» What the task asks
Copy exactly the run of lines that begins at the line with "Where can you spot the person" and ends at the final line of the entries.
════════
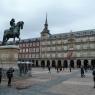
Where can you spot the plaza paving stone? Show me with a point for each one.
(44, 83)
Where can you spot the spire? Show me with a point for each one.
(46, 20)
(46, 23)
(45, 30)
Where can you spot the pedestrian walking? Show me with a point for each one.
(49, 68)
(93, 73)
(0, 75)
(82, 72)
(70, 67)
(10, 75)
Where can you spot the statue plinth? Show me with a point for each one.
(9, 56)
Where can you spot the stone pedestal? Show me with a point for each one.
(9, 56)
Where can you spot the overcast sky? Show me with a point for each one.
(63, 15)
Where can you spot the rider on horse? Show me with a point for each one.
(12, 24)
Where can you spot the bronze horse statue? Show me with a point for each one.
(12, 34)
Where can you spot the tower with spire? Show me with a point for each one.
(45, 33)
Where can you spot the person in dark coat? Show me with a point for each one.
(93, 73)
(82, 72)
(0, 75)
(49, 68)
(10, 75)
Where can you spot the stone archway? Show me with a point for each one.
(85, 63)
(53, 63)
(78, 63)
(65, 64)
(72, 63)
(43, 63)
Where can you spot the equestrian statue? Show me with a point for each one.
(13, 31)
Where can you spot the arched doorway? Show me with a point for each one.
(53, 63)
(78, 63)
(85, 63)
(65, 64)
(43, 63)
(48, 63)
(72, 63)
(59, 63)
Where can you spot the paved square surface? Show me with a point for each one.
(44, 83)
════════
» Response to this task
Where can you spot the person in dark coat? Show me with a point for each one.
(93, 73)
(82, 72)
(0, 75)
(49, 68)
(10, 75)
Where can you spot the stone archway? Show me with a point for each one.
(85, 63)
(53, 63)
(78, 63)
(65, 64)
(72, 63)
(43, 63)
Where can you spot the equestrian statue? Show me with a point for each one.
(13, 31)
Where can you spot the arched doorway? Show me with a point for each one.
(53, 63)
(78, 63)
(85, 63)
(65, 64)
(43, 63)
(48, 63)
(72, 63)
(59, 63)
Where can you spot the paved square surface? Show me with a point for each one.
(44, 83)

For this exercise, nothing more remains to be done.